WHAT IS NEEDED: Look for the line containing "Target: white face mask" in the listing below. Retype that line and every subsequent line through the last one, and only those.

EXTRACTED ENTRIES:
= = = = = = =
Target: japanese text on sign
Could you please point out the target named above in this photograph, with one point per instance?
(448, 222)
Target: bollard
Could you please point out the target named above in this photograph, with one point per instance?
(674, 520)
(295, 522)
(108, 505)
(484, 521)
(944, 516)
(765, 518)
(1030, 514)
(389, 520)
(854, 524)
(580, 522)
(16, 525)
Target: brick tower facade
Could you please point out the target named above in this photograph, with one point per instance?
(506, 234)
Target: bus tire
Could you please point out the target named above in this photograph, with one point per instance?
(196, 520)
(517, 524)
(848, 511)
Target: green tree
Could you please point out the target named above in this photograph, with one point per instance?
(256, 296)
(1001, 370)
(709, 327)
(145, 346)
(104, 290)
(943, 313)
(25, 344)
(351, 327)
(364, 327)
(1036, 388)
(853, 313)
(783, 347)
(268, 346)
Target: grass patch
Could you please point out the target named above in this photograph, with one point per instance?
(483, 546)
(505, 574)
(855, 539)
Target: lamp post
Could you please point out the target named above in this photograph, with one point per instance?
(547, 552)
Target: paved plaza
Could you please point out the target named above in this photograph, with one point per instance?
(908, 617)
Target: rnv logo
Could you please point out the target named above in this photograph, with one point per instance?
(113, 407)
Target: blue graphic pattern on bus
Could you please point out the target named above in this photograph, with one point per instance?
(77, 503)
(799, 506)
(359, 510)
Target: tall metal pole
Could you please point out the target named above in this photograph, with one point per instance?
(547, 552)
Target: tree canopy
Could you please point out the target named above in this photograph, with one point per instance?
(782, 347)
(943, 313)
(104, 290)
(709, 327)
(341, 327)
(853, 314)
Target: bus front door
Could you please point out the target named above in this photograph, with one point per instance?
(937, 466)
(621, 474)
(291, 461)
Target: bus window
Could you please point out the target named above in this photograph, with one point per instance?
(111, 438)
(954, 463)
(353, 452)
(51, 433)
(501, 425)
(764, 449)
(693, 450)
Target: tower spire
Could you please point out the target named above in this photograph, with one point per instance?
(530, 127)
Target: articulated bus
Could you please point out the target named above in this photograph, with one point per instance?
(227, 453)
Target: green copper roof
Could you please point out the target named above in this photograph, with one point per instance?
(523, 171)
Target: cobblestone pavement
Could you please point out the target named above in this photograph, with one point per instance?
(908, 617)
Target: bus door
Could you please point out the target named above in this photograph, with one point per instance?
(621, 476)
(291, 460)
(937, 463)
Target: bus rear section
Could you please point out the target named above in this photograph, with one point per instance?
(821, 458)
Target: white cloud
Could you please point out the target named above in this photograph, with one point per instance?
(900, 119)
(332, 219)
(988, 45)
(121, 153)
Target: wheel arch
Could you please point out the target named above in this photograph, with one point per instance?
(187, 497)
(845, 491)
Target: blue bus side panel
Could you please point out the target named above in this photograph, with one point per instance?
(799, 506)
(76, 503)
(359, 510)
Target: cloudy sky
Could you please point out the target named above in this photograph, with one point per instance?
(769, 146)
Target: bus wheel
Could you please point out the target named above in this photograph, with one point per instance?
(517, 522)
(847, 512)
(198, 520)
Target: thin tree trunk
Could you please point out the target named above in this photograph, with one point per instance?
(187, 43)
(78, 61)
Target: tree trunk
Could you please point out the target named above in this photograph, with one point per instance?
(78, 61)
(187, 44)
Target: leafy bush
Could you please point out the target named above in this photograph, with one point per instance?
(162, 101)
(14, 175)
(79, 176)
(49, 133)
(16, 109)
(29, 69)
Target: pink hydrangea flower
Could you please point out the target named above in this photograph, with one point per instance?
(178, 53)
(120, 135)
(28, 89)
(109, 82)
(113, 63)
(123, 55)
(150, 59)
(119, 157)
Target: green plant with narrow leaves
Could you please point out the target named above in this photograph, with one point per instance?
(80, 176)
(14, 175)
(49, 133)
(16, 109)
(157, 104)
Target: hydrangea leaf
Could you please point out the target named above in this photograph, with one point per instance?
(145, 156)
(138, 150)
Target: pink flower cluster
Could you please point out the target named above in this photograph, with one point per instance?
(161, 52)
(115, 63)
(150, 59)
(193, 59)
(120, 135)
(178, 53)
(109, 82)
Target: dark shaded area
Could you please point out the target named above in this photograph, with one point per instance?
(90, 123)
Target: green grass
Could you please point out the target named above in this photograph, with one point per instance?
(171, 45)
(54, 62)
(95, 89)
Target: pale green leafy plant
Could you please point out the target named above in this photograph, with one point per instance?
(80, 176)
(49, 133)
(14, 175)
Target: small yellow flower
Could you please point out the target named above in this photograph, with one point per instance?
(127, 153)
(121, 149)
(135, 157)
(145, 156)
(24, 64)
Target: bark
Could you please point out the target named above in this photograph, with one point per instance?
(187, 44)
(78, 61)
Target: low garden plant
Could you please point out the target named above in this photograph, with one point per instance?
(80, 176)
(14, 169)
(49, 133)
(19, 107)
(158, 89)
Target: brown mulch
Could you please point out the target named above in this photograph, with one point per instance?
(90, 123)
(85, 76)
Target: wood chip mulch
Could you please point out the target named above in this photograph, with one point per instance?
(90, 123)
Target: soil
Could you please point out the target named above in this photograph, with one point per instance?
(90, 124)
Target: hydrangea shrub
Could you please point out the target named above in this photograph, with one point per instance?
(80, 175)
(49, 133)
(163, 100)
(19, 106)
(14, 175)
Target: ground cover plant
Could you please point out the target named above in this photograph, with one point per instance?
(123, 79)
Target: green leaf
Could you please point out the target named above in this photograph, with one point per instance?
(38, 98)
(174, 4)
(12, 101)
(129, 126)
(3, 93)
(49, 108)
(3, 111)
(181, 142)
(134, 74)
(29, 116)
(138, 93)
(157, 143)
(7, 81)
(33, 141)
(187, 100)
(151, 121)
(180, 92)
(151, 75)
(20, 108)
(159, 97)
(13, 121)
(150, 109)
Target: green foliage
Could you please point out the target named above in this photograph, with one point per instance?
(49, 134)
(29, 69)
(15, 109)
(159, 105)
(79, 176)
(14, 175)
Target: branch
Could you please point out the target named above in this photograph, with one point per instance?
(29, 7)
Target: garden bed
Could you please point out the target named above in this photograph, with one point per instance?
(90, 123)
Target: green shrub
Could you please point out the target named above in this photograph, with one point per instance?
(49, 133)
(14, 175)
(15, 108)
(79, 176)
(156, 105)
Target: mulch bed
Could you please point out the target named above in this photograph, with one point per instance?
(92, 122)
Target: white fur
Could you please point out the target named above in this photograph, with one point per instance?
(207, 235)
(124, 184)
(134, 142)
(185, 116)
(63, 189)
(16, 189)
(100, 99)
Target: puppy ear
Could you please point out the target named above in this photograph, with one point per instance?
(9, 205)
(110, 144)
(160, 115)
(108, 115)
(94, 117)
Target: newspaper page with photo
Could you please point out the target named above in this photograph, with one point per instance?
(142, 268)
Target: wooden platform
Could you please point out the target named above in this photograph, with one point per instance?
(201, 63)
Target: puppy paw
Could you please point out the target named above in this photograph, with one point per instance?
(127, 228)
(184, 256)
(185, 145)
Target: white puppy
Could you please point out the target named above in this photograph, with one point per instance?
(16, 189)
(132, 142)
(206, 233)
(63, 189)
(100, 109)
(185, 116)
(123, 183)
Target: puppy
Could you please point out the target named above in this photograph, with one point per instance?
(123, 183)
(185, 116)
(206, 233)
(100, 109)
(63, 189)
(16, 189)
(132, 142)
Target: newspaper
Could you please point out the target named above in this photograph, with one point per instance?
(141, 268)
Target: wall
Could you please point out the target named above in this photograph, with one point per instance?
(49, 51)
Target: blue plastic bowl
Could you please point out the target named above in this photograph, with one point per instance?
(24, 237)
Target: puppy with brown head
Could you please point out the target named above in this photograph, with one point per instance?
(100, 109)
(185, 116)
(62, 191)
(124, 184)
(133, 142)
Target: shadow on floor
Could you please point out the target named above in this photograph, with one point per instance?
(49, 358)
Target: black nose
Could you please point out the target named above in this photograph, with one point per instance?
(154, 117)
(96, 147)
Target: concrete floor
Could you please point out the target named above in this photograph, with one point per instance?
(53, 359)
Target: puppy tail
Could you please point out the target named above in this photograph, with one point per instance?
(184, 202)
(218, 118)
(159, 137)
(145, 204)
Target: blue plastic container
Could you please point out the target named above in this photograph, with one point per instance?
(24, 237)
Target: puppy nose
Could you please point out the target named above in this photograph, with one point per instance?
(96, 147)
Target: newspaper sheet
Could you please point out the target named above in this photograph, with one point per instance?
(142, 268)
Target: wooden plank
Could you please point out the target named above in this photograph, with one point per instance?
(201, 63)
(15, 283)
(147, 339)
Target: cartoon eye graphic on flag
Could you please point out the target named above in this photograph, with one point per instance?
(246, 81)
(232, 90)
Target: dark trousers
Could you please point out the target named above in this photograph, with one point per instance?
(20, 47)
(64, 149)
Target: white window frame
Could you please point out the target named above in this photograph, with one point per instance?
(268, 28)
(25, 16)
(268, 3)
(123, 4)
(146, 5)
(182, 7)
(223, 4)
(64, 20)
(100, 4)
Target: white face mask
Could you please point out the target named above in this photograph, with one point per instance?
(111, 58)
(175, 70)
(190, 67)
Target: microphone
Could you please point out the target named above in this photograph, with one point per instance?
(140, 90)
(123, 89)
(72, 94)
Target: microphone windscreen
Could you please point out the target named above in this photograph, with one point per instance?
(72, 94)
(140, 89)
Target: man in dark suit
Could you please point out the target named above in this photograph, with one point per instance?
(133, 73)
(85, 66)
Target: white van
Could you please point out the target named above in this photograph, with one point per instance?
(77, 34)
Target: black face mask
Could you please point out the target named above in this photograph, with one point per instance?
= = = = = = =
TASK RESPONSE:
Target: white face mask
Could you please point out the target named above in this photograph, with one point per instance?
(111, 58)
(175, 70)
(190, 67)
Target: microphone
Could you please point out the target named above in this photograph, with one point per instance?
(140, 90)
(123, 89)
(72, 94)
Target: microphone windscreen
Could you please point out the target named above in this photograph, with one point per instance?
(72, 94)
(140, 89)
Target: man in dark suit
Could you please point out the target named above in this photograph, with one point per instance?
(133, 73)
(85, 66)
Target: white van
Could you please point out the target named above in this photograph, with one point per instance?
(77, 34)
Target: black face mask
Could you please point out the target named above in this photograph, with one point per instance?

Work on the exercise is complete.